(LISTED ENTRIES begins)

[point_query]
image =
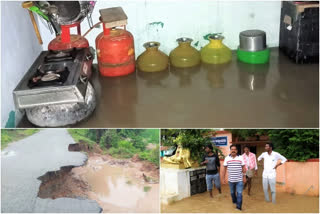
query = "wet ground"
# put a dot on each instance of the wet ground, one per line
(25, 161)
(275, 95)
(286, 203)
(119, 185)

(LISTED ENTRIES ends)

__YOUR INSTRUCTIONS__: Repeat every entry exactly, but leave out the pictures.

__SOLUTION BELOW__:
[point_query]
image =
query = "wet ground"
# put a dot on each instance of the wet ground, one per line
(25, 161)
(275, 95)
(286, 203)
(119, 185)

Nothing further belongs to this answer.